▶ **Zu beantwortende Fragen**
a: Prüfe, ob die folgenden Aussagen mit dem Text über Brustlosigkeit und Weiblichkeit übereinstimmen: (i) Das Übergewicht bestand bereits vor der Erkrankung. (ii) Im Text heißt es, die Frage nach der Weiblichkeit sei für alle Brustkrebspatientinnen das größte Thema. (iii) Während der Chemotherapie war das Gesicht vom Kortison aufgequollen. Antworte jeweils mit Ja oder Nein und belege die Antwort mit den entscheidenden Worten des Textes in wörtlichem Zitat.
b: Führe den Text über Brustlosigkeit und Weiblichkeit im Anschluss an seinen letzten Satz fort.

▶ **Zu untersuchender Text**
------------

Unter dem Motto „talk about cancer“ beschäftigen wir uns mit den vielen Facetten einer Krebserkrankung.hello@kurvenkratzer.at

Brustlos – kein Thema der Weiblichkeit

Immer wieder werde ich gefragt ob ich mich, mit der Erkrankung, oder gar ohne Brüste, noch “als Frau” fühlen würde. Es scheint gesellschaftlicher Konsens zu sein, dass Frau ohne Brüste an Selbstbewusstsein verliert und sich mit sich und ihrem Körper weniger wohl fühlt.

 

Ich muss sicher nicht erklären, dass ich mich nicht besonders wohl fühle in meinem Körper. Mein Übergewicht war schon vor meiner Erkrankung ein Problem und ist mit der Erkrankung weiter schlimmer geworden. Dazu kommen die riesigen Narben, die verbrannte Haut, die Glatze und während der Chemotherapie das, vom Kortison, aufgequollene Gesicht.

 

Aber fühle ich mich deswegen irgendwie in meiner Weiblichkeit beeinträchtigt?

 

Für mich ist das eine ganz seltsame Frage. Ich habe mich noch nie in meinem Leben “als Frau” oder irgendwie “weiblich” gefühlt.

Das ist einfach kein Teil meiner Gefühlswelt.

Für viele Brustkrebspatientinnen scheint das ein großes, für manche das größte, Thema zu sein. Für mich ist es keines. Zumindest keines gewesen, bevor es eine der oft gestellten Fragen in meinem Leben wurde.

------------

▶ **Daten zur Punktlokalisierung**
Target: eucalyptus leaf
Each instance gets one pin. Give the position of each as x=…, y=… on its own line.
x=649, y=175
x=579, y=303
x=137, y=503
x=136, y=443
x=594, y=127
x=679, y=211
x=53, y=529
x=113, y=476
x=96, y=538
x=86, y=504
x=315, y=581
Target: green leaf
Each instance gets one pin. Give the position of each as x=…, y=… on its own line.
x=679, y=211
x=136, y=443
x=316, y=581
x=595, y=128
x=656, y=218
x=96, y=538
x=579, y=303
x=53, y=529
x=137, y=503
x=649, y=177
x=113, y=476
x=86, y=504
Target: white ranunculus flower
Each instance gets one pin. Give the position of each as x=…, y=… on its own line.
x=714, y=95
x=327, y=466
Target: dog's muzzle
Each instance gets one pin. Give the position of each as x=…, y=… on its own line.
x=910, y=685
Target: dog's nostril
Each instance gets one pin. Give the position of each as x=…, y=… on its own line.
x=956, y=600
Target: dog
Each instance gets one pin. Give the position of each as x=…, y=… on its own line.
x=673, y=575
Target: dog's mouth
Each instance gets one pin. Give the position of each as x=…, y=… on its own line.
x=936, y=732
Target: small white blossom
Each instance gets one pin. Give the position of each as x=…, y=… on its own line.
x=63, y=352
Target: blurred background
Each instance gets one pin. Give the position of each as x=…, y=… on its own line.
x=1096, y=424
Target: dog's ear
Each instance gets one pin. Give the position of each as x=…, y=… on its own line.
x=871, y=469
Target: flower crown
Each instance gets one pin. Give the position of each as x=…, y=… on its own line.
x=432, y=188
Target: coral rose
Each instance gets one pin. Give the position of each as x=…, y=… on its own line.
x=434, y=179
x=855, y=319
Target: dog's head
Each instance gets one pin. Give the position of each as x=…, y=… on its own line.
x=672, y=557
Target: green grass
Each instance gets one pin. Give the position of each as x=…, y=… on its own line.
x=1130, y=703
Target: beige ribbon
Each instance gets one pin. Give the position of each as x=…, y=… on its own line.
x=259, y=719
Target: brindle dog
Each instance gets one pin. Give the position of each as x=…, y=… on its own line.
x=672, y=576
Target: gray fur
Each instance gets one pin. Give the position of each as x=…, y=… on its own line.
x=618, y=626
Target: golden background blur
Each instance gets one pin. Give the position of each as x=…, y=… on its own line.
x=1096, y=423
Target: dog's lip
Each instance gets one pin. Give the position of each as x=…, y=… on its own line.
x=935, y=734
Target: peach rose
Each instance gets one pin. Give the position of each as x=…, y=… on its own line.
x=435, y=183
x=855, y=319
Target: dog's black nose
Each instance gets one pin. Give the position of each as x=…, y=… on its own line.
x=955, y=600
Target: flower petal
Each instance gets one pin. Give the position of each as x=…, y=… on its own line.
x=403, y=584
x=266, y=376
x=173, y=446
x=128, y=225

------------

▶ **Ergebnisse je Aufgabe**
a:
(i) Ja: „Mein Übergewicht war schon vor meiner Erkrankung ein Problem“
(ii) Nein: „Für viele Brustkrebspatientinnen scheint das ein großes, für manche das größte, Thema zu sein.“
(iii) Ja: „während der Chemotherapie das, vom Kortison, aufgequollene Gesicht“

b:
Was bedeutet überhaupt “sich weiblich fühlen” oder “sich als Frau fühlen”?

 

Ich habe mich schon als Teenager nicht über typische Geschlechterrollen definiert.

Meine erste Periode war für mich kein “großer Schritt”. Ich freute mich nicht “endlich eine Frau” zu sein. Ich sah es schon damals sehr nüchtern und rational. Schwanger werden wollte ich zu diesem Zeitpunkt nicht und der weibliche Zyklus hatte über die Möglichkeit schwanger zu werden hinaus für mich keinen Vorteil.

 

Wegen starker Menstruationsbeschwerden bekam ich schon sehr früh die Pille verschrieben. Schon bald setzte ich sie nicht mehr für die obligatorische Abbruchblutung ab.

Argumente diese pausenlose Einnahme der Pille sei ungesund prallten von mir ab. Dass manche Frauen den eigenen Zyklus zelebrieren und als etwas ganz besonderes, dass ein wichtiger Teil “ihrer Weiblichkeit” ist wahrnehmen, war mir schon damals fremd.

 

Meine Brüste empfand ich stets als störend. Auch wenn ich Brüste durchaus gewissermaßen schön finde und meine gerne wieder hätte, wenn ich frei wählen könnte, so hing ich doch nie an ihnen.

Beim Treppen laufen schmerzten sie, beim Sport störten sie, beim auf dem Bauch liegen waren sie im Weg und BHs und ich wurden sowieso nie Freunde.

 

Zu keinem Zeitpunkt in meinem Leben habe ich mich auch nur im entferntesten über meine Brüste definiert, aber noch viel weniger würde ich auf die Idee kommen meine “Weiblichkeit” von Äußerlichkeiten wie meinen Brüsten abhängig zu machen.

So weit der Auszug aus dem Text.